» **SUPPLIED TEXT**
........
# NEW MEMBERS - TAKE A MINUTE AND INTRODUCE YOURSELF HERE! > PROFESSIONAL ATHLETE PICTURES > PRO NEWS >  Since we are on the subject of Royalty...

## LI Ape

all hail the King :Big Grin:  My friend and trainer and Rookie of the year!

----------


## LI Ape

2

----------


## LI Ape

3

----------


## LI Ape

4

----------


## LI Ape

5

----------


## Canes4Ever

wow !!!! boy he's huge !

----------


## Fullback57

I think it'll be interesting to see if King stills fueds with Titus this year, or if as i've read on getbig.com, he's got his sight set on other fish to fry

----------


## LI Ape

I was with King in Columbus at the Arnold, he has his sights set brother! You know it! This will be a great year!!!! :Devil:

----------


## LI Ape

Heres a favorite of mine, hahahahaha

----------


## LI Ape

Its true, his shoulders are freaky and just respond great. NO SYNTHOL, dont believe the hype. They are "his" muslce group. Some people got it some dont. Plus he trains like a fuckin animal.

----------


## Terinox

What does it say on that paper???

----------


## Sicilian30

My delts are same way, I just have a problem with my chest, I don't even do delts, just with the amount of chest that I do, my delts just come around. 
I say he has got some huge freakin legs.. wow.. wish my legs looked like that.

----------


## Socio

ahhh in image 3 i see Australia Pro Luke Wood in the white shirt looking massive at age 24!!!!!
He will hopefully be up there soon as australias top pro next to Lee P ofcoarse!

----------


## Kid Shred

Damn, Is that Sharon Bruneau in the 3 rd pic? She still looks so damn gorgeous, I prefer how she looks in that pic compared to her bodybuilding days.

----------


## LI Ape

> _Originally posted by Terinox_ 
> *What does it say on that paper???*


It is the names of a few guys that post on the message board on Getbig.com.

----------


## dane26

the guy who runs my gym knows him also. he said that he trains like an animal. i'm trying to get my hands on his training video. i've heard the way he lifts is crazy!

----------


## LI Ape

I got the video, its good. He is a strong bastard and that tape was filmed 6 weeks out from the Ironman. You can get it off his site, www.kingkamali.com

----------
........
» **DATASET RECORDS**

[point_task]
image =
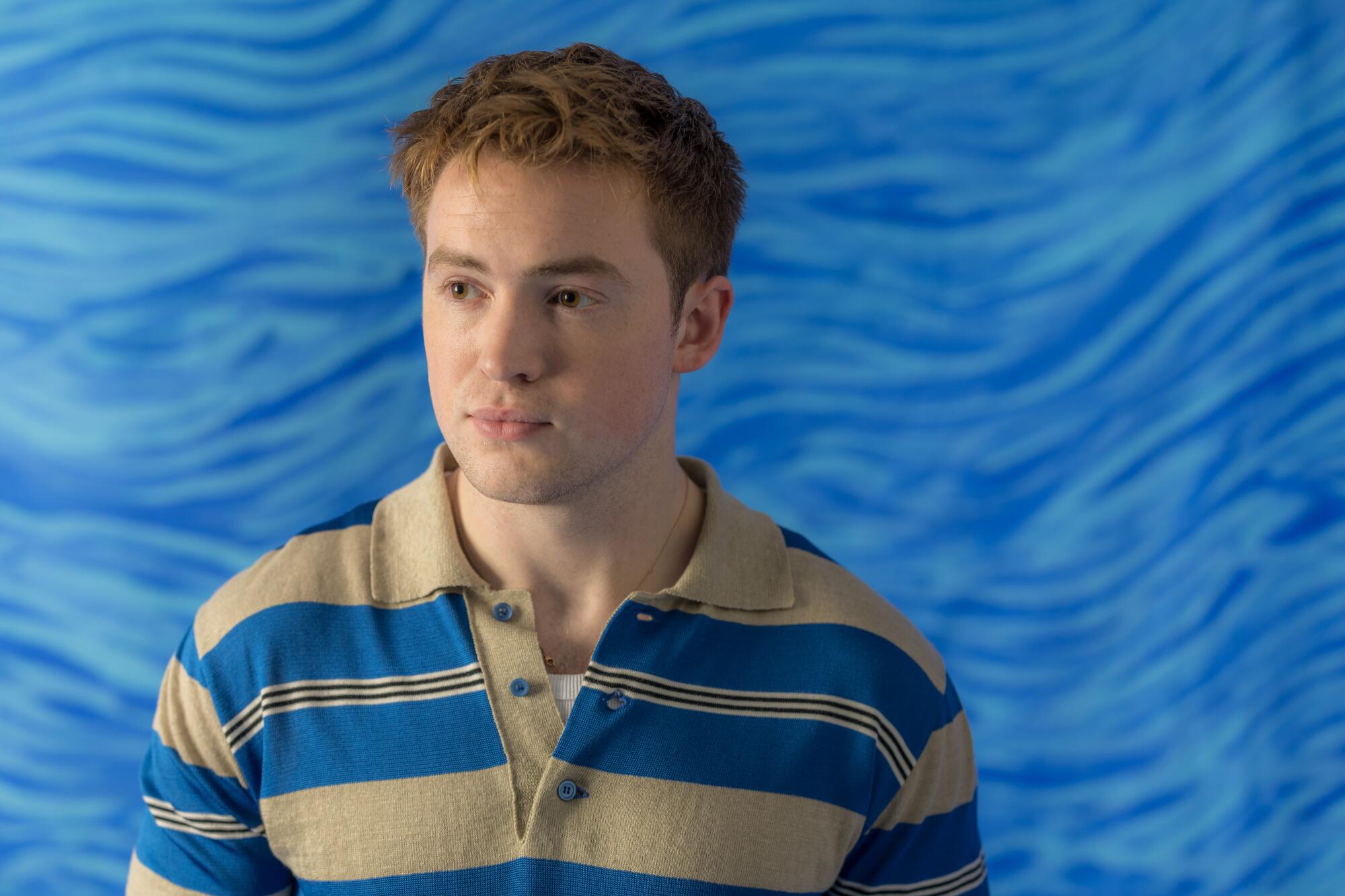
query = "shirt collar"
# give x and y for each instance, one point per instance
........
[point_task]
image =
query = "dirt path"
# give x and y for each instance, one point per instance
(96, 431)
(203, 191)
........
» **EXERCISES TO COMPLETE**
(1) In the forum thread, how many weeks out from the Ironman was the training video filmed?
(2) Return a passage from the forum thread word for word, beginning at the words "I say he has" and stopping after "at age 24!!!!!".

» **THE ANSWERS**
(1) Six weeks out.

(2)
I say he has got some huge freakin legs.. wow.. wish my legs looked like that.

----------


## Socio

ahhh in image 3 i see Australia Pro Luke Wood in the white shirt looking massive at age 24!!!!!